──────── MATERIAL PROVIDED
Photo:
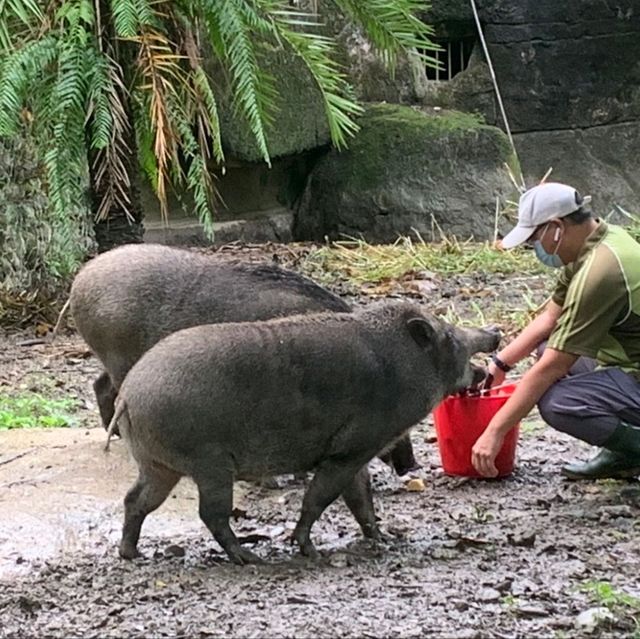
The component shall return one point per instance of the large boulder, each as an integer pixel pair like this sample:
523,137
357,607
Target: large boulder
299,123
568,64
602,161
409,170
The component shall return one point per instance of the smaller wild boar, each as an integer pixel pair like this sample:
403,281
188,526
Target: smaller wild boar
127,299
324,392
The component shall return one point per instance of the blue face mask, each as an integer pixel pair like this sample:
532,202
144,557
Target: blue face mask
548,259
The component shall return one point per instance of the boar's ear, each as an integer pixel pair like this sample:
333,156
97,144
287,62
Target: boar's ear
422,331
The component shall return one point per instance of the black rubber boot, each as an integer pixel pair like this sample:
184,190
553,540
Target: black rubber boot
619,459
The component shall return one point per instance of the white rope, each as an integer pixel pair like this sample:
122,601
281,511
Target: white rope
495,84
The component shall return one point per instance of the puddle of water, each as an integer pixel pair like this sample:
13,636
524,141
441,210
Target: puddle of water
65,496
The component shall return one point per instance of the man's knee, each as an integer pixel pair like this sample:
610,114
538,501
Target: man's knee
547,407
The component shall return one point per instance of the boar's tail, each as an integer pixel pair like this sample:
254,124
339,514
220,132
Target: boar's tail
63,312
120,408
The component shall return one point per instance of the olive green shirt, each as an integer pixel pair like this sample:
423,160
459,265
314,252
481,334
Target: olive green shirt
600,298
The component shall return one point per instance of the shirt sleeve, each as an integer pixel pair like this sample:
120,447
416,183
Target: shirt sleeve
594,298
562,285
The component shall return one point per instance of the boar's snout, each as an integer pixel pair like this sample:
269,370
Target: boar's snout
484,340
478,374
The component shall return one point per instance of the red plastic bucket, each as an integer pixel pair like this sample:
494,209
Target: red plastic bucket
460,420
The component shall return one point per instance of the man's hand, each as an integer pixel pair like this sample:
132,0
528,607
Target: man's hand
485,451
495,377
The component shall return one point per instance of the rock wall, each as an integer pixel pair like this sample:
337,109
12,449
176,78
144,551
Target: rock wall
569,76
408,171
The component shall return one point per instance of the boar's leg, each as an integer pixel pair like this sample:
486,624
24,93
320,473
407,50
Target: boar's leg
357,495
401,456
150,490
215,491
331,479
105,396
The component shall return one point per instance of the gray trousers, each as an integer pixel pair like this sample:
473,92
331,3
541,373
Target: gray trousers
589,404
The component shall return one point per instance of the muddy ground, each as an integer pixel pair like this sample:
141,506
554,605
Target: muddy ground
518,557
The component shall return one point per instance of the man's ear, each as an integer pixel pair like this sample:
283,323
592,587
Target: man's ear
422,332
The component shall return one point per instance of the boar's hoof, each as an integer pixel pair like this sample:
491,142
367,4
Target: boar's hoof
242,556
305,544
371,531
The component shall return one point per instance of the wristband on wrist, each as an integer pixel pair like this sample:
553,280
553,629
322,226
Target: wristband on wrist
505,368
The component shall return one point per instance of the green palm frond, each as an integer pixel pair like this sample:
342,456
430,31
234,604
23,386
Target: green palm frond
229,25
109,131
318,53
161,76
104,79
17,18
18,73
207,113
131,16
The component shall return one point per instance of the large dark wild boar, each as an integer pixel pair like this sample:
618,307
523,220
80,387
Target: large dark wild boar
322,392
126,300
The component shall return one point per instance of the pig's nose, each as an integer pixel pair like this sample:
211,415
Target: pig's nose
494,334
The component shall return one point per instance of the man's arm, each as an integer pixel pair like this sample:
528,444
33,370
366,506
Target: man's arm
548,369
537,331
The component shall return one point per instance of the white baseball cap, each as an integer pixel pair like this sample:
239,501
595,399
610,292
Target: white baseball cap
539,205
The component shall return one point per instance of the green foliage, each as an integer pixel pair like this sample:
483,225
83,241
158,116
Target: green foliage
95,76
40,249
617,601
31,410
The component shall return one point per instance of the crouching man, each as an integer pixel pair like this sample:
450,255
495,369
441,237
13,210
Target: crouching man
586,381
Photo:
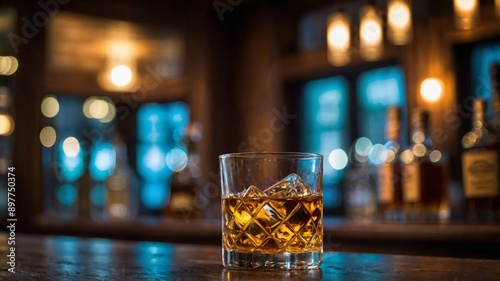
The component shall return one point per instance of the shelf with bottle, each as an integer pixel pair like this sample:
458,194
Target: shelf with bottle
481,159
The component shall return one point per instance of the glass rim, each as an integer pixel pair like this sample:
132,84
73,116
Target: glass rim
276,155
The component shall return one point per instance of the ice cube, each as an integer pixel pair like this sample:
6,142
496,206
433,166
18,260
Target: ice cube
290,186
252,191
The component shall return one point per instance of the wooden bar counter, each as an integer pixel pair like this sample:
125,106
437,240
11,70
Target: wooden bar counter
40,257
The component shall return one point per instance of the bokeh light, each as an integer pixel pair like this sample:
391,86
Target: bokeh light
154,195
431,89
121,75
378,154
67,194
435,156
363,146
102,161
50,106
6,125
407,156
48,136
338,159
98,195
71,147
8,65
177,159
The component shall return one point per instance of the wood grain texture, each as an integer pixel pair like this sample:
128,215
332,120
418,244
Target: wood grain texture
69,258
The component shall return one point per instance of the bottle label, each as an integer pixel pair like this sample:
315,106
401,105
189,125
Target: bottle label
480,172
386,183
411,182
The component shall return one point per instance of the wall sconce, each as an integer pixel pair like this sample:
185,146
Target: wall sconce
120,72
431,89
497,8
6,124
466,13
399,20
370,37
339,39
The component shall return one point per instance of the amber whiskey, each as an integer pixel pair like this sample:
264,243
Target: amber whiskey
424,174
389,192
273,225
481,168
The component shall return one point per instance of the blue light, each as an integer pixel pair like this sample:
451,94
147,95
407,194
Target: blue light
151,123
102,161
155,195
481,59
381,87
151,162
378,89
71,166
325,120
67,194
177,158
98,195
178,118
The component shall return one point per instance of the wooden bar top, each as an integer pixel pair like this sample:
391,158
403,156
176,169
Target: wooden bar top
40,257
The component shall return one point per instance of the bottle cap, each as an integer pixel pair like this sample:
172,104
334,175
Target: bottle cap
393,125
420,115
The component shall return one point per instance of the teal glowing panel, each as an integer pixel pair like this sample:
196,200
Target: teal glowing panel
160,129
379,89
102,161
482,57
326,104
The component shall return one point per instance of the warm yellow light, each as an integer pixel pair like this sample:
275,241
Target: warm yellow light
86,106
48,136
111,112
497,8
71,147
370,37
50,106
435,156
399,29
466,13
14,64
431,89
121,75
6,125
339,39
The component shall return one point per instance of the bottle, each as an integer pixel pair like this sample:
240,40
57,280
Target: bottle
121,190
359,189
424,174
481,167
186,180
389,192
84,186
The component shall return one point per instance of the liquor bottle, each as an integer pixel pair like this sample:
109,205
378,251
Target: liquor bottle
481,167
121,190
359,189
83,190
424,174
186,180
389,192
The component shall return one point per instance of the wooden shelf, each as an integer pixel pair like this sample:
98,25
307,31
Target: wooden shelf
447,239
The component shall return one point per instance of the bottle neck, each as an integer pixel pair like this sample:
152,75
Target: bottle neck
421,134
479,117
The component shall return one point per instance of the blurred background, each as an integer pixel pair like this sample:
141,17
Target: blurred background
114,114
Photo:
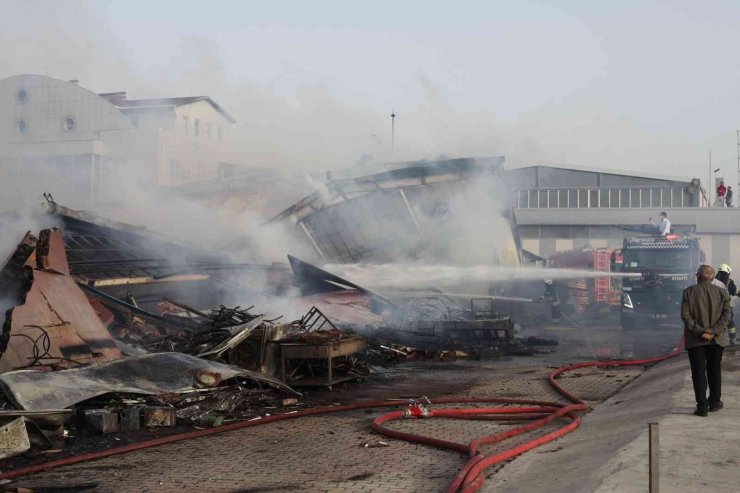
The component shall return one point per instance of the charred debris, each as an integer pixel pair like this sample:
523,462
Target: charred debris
112,328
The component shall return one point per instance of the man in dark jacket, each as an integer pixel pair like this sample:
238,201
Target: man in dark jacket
706,311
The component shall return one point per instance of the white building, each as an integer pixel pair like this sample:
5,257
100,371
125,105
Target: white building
58,137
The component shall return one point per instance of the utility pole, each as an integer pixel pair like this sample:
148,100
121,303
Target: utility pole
710,183
393,137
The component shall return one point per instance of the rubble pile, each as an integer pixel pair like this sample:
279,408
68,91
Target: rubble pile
113,329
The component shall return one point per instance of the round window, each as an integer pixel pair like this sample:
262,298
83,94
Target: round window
69,123
21,95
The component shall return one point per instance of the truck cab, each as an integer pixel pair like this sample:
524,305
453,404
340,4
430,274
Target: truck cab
658,270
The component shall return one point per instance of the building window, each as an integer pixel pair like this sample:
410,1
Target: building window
21,95
175,170
69,124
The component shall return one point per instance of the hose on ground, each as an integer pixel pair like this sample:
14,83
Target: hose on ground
470,478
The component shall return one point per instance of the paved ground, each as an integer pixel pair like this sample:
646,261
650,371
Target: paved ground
────────────────
Search the data above for the string "paved" and copy each line that has it.

REPLY TO THE EXERCISE:
The component shall return one point per instance of the paved ground, each as an integer pixel pair like this sample:
Target: paved ground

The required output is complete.